Consegna 1: Secondo il testo sui libri usati, qual è l'unico chiosco di libri rimasto a Bologna e dove si trova?
Consegna 2: Riscrivi il passo del testo sui libri usati da "Andare alla ricerca" fino a "altre ne abiteranno." compreso, sostituendo "edizione" con "ristampa".

Estratto del documento:
Andare alla ricerca di libri usati è un’attività che può regalare molte soddisfazioni. Non è esclusivamente una questione di risparmio: una vecchia edizione incorpora, infatti, il valore che assegniamo al tempo, non solo per semplice nostalgia, ma perché resiste e possiede una storia autonoma, che sopravvive ai singoli proprietari. Siamo in tanti e tante a possedere libri che hanno abitato diverse case e chissà magari quante altre ne abiteranno.
Fino a qualche tempo fa, ad occuparsi del destino dei volumi rimasti orfani erano in particolare i chioschi di libri, edicole capaci di riunire sui propri scaffali dagli esemplari di grande pregio antiquario agli Harmony. Luoghi oggi in via d’estinzione, di cui un tempo le città pullulavano. A Bologna n’è rimasto solo uno, sotto il portico all’angolo tra via Marconi e via Lame: il Baule del Nonno.

Voci presenti:
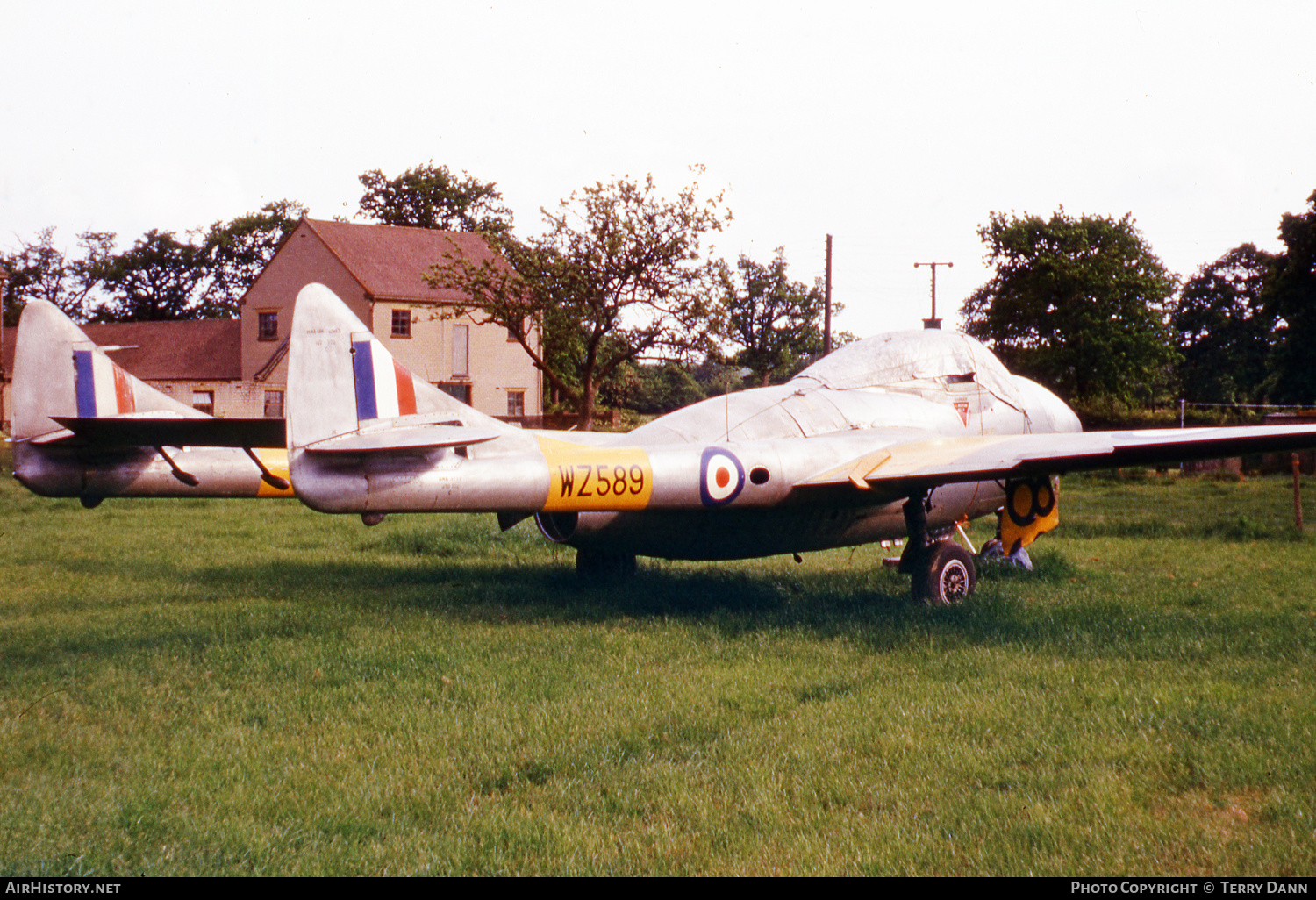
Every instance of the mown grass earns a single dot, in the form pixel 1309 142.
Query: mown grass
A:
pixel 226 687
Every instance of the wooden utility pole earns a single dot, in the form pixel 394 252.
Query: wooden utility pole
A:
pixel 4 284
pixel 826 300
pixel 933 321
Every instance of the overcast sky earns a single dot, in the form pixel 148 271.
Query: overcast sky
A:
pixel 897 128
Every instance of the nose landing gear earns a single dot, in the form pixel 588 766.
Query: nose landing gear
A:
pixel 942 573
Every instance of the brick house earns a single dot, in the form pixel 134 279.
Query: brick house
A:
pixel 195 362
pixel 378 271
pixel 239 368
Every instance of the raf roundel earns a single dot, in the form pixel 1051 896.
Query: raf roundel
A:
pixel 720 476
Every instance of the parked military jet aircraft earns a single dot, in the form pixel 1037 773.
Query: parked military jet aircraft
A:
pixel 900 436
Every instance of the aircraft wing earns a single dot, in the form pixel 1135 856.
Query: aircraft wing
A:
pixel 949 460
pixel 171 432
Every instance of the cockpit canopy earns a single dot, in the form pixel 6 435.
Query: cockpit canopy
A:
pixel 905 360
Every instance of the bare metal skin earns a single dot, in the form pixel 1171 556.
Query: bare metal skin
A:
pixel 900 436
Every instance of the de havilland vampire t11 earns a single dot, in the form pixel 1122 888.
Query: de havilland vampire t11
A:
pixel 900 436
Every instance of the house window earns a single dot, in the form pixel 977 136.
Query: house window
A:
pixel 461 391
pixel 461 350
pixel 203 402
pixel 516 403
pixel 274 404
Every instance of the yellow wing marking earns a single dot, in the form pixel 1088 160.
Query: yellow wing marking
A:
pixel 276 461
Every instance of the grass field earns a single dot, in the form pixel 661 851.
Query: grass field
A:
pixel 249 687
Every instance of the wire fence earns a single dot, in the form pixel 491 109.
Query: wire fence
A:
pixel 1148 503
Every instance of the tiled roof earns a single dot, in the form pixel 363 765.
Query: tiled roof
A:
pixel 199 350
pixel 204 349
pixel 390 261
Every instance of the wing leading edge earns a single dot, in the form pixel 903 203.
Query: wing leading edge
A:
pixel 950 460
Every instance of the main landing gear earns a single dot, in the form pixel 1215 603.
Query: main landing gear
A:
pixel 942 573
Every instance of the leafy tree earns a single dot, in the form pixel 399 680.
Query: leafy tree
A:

Risposta corretta 1: È il Baule del Nonno, sotto il portico all'angolo tra via Marconi e via Lame.

Risposta corretta 2:
Andare alla ricerca di libri usati è un’attività che può regalare molte soddisfazioni. Non è esclusivamente una questione di risparmio: una vecchia ristampa incorpora, infatti, il valore che assegniamo al tempo, non solo per semplice nostalgia, ma perché resiste e possiede una storia autonoma, che sopravvive ai singoli proprietari. Siamo in tanti e tante a possedere libri che hanno abitato diverse case e chissà magari quante altre ne abiteranno.